[PROBLEM TO SOLVE]: Rewrite the data from its first line through the line containing "[(65, 346), (884, 432), (844, 475), (29, 439)]", changing "innermost" to "central" and leaving everything else as it is.

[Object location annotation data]

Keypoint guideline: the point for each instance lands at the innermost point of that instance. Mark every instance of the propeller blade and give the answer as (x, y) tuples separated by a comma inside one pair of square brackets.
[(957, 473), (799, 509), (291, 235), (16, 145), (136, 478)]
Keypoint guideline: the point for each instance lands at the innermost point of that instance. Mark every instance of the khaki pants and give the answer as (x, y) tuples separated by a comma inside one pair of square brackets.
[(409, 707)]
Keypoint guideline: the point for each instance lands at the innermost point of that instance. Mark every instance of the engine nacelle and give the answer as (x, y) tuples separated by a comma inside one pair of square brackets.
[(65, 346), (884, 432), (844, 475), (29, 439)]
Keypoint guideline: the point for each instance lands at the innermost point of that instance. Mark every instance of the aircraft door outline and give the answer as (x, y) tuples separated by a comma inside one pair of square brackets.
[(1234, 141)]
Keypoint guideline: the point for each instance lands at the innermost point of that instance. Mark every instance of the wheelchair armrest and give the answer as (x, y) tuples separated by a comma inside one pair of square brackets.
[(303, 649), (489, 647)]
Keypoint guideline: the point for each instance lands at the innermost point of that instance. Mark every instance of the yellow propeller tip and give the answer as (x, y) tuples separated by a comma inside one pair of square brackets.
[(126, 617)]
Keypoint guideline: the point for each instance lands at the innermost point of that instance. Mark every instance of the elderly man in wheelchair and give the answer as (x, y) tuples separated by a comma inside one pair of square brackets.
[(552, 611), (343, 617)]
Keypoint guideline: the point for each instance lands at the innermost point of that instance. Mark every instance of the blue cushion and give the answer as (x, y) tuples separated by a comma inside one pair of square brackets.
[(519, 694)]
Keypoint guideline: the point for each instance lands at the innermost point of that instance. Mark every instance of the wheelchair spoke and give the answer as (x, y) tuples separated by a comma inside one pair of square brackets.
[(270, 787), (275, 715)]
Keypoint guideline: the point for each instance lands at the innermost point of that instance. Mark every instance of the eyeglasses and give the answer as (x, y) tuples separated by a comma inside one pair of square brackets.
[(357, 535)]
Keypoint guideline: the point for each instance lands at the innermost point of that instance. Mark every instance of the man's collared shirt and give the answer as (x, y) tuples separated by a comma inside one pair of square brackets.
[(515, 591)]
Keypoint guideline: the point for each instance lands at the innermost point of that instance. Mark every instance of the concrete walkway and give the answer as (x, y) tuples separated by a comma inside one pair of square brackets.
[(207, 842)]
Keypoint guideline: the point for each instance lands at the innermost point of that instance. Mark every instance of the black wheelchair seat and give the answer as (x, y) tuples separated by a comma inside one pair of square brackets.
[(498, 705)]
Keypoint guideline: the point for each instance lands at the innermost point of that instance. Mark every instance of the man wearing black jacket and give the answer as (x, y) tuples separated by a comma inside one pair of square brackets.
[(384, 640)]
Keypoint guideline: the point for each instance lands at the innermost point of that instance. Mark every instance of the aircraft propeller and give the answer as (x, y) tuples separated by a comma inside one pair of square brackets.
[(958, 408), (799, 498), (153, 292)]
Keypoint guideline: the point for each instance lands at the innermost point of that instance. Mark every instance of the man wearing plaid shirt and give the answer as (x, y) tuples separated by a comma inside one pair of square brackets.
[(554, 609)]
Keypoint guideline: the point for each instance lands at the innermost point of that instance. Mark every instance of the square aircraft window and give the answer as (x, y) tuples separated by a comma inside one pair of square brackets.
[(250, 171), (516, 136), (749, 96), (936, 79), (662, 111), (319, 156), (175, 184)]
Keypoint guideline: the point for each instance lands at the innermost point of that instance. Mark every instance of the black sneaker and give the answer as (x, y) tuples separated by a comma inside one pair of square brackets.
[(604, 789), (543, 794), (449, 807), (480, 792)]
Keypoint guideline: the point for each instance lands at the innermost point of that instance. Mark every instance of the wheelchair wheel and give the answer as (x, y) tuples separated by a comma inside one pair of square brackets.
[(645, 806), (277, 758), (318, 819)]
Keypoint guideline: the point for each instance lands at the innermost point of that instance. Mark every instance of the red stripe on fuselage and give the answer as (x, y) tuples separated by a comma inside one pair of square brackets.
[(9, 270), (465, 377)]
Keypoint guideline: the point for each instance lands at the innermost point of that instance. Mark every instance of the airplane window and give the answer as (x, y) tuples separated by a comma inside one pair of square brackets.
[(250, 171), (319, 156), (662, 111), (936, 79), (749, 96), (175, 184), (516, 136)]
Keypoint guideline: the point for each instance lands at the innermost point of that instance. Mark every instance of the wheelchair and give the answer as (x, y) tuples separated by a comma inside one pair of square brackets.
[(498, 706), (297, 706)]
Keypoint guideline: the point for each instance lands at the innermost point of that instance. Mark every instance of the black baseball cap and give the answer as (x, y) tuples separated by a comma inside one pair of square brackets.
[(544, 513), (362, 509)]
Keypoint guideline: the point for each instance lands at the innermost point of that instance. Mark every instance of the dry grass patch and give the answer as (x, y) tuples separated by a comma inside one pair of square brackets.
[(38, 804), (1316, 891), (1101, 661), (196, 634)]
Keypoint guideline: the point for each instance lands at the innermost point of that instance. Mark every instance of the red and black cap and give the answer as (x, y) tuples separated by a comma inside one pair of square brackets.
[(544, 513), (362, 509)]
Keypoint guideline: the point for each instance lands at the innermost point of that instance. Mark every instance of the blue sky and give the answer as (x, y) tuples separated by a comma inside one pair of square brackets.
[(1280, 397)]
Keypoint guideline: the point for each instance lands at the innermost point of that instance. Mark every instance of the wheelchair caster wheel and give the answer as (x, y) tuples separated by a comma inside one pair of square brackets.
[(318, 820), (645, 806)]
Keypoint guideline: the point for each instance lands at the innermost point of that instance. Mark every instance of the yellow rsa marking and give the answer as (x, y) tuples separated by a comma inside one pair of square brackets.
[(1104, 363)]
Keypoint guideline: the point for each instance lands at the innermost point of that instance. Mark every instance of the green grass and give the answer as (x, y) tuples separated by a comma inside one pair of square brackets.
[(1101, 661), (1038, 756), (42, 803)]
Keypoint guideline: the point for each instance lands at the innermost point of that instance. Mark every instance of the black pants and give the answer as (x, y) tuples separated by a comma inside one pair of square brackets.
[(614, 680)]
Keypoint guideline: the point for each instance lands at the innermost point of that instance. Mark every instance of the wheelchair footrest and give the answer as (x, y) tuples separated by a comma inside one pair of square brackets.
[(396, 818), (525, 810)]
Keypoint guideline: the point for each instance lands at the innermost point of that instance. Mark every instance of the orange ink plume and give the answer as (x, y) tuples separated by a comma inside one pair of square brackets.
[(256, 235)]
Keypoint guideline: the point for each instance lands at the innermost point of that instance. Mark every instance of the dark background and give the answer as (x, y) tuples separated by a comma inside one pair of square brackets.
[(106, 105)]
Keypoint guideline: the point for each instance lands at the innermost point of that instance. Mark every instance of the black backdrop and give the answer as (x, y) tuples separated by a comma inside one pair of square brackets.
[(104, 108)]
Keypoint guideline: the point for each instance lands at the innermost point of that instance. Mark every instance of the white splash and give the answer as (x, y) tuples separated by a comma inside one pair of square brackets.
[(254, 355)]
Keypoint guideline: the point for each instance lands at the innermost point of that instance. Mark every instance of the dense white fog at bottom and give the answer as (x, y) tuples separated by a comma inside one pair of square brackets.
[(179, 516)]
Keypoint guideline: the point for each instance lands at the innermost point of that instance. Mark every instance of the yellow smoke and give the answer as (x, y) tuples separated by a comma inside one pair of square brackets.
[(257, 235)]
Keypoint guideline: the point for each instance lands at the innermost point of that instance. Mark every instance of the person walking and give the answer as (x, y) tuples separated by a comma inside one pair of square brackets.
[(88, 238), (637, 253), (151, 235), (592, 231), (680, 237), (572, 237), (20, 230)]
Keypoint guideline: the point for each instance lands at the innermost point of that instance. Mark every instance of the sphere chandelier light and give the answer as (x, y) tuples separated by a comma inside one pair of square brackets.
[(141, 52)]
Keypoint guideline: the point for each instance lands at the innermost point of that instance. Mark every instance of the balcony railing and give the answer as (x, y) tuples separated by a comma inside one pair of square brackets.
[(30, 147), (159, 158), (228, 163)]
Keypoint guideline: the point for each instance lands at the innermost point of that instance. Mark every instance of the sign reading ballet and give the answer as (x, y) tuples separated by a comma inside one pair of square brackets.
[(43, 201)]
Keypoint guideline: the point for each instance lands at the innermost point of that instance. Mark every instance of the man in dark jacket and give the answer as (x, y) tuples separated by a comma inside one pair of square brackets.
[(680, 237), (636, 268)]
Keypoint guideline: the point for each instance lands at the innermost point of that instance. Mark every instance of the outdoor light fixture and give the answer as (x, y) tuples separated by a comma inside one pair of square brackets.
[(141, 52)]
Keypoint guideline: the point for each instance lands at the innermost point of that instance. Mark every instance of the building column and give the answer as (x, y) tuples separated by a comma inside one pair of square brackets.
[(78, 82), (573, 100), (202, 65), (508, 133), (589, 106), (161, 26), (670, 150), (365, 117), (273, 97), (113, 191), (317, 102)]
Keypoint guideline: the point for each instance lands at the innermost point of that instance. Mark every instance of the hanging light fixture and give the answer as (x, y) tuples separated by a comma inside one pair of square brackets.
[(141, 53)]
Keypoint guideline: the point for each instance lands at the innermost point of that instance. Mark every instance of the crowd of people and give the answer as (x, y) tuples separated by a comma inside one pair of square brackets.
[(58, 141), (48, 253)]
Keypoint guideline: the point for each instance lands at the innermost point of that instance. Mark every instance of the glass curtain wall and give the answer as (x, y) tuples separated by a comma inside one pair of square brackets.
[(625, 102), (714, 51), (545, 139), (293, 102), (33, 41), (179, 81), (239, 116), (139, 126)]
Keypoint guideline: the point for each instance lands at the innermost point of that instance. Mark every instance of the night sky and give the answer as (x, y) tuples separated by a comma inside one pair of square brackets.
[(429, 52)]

[EXERCISE OUTPUT]:
Keypoint guideline: the point for each instance lands at the central point of that instance. Mark every instance of the propeller blade and give the answer as (x, y) tuples separated by a comma inside one pair of square brackets.
[(957, 473), (799, 509), (291, 235), (16, 145), (136, 478)]
Keypoint guideline: the point for each instance lands at the central point of that instance. Mark every instance of the khaki pants and give the answer as (x, y) tuples separated by a comma inside one pair of square brackets.
[(409, 707)]
Keypoint guideline: the point for each instance lands at the central point of that instance. Mark every instance of the engine nacelle and give the answer as (x, y) tuples separated by a comma inside one pair of square brackets.
[(65, 346), (884, 432), (844, 475), (29, 439)]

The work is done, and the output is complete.